Stored records:
—————

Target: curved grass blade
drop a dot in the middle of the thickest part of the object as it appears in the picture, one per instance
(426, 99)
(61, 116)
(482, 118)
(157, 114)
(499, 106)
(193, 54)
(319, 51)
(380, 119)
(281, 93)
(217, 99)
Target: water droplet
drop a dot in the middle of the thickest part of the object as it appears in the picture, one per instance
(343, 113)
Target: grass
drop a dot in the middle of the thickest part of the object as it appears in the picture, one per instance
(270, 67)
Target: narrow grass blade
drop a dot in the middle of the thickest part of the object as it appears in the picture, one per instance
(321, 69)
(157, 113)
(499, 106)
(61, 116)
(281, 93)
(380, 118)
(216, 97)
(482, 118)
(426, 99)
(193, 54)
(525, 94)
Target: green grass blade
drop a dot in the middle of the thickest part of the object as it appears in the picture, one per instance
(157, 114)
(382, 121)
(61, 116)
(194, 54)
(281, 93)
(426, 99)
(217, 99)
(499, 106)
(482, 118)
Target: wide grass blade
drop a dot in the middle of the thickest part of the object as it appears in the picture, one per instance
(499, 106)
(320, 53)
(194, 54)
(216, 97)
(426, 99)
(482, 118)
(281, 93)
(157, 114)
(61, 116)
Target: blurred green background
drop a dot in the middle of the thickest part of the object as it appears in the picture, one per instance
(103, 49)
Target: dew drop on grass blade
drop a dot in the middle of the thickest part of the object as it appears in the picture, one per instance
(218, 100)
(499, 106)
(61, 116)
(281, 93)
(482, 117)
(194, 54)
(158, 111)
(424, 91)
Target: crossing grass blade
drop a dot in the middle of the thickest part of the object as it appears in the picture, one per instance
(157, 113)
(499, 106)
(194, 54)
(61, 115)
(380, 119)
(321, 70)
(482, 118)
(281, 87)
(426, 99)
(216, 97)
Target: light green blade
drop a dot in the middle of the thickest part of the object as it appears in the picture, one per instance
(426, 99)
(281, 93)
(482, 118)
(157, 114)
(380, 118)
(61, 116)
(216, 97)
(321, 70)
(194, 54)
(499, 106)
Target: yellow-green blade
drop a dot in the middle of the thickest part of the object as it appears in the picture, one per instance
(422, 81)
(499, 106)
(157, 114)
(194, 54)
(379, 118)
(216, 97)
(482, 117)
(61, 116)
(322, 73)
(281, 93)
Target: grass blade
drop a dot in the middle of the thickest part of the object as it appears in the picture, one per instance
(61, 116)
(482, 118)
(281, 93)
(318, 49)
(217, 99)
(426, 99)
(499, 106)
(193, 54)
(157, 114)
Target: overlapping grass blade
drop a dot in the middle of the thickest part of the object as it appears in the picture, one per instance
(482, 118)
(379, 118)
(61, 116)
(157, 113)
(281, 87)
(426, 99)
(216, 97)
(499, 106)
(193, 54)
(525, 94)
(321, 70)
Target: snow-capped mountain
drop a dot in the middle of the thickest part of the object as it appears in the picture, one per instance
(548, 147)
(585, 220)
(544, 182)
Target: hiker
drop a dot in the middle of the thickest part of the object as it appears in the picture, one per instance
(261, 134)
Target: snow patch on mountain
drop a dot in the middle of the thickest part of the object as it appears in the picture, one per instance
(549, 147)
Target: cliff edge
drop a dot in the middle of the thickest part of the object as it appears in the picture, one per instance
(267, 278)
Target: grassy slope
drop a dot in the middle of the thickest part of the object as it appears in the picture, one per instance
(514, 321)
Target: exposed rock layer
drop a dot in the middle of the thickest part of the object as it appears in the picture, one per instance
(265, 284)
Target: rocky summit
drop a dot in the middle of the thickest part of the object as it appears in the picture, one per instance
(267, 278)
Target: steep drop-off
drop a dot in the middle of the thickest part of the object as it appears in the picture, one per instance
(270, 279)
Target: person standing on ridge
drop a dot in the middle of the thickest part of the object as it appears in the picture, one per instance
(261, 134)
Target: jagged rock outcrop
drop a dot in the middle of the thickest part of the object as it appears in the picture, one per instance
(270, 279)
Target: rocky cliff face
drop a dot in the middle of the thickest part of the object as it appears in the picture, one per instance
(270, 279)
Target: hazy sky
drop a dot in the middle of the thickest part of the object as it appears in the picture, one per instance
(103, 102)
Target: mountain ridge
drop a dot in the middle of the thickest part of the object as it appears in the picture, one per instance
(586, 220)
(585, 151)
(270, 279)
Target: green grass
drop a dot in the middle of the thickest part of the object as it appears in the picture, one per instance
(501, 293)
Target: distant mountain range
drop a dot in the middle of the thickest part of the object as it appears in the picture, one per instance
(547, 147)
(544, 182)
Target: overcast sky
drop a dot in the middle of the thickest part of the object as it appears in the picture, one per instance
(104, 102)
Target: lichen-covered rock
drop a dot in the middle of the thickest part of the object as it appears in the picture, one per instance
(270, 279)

—————

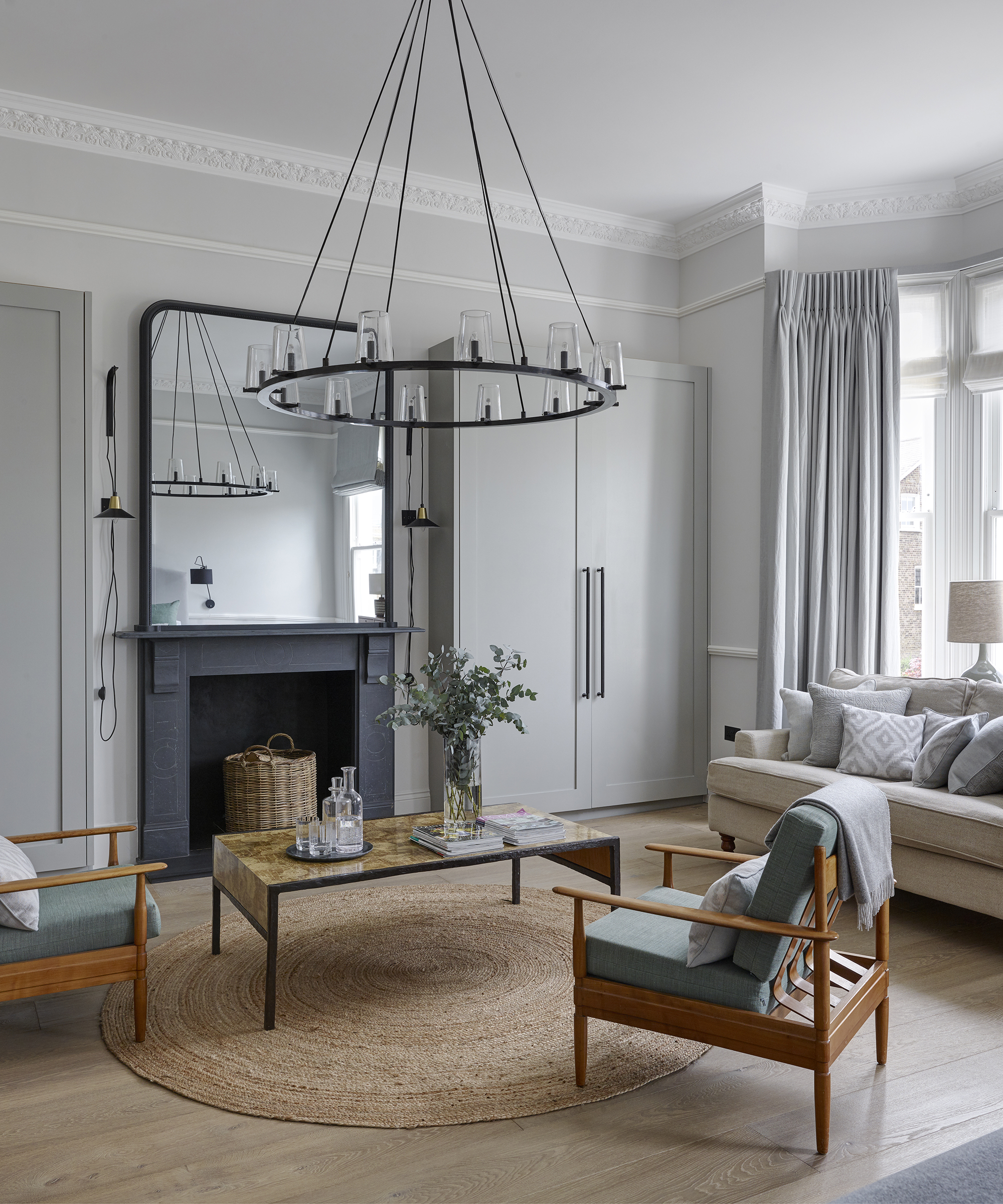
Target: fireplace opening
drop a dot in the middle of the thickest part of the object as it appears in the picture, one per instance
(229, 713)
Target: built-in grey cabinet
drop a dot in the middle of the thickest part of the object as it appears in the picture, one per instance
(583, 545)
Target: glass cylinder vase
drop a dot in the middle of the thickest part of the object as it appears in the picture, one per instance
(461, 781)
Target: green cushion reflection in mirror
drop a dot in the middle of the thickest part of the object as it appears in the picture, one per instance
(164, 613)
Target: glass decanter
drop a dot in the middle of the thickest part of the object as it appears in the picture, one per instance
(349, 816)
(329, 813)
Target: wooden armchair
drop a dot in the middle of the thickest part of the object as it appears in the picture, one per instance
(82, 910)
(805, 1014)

—————

Goal:
Render the lines starting with the line that contains "Target: built-in grey cabinet" and going on through the line that contains "(805, 1014)" as a two-column CSV with the headers label_text and point. Give one row per item, with its text and its answer each in a single quoted field and line breaks replaced by spaces.

Correct result:
label_text,point
"Target: built-in grey cabinet drop a dot in the middle of the thickest part of the object as it appears in the picture, one per instance","(583, 545)"
"Target: glass cylinder vase drop a dot in the middle of the thickest part of the object as it appears in the picture, one per instance","(461, 781)"
"Target: green cushion reflection in mirror drop a dot in the middle of the thickest part of the object as it appears in the picture, one per instance","(164, 613)"
"Target: glass decanter drop a dot in the middle of the thickest part of the object as it appears in the picture, one per instance","(349, 816) (329, 813)"
"Target: wooden armchair drop a dot in the middle of the thickest part of the object as it appears in the picture, one per instance","(82, 910) (805, 1014)"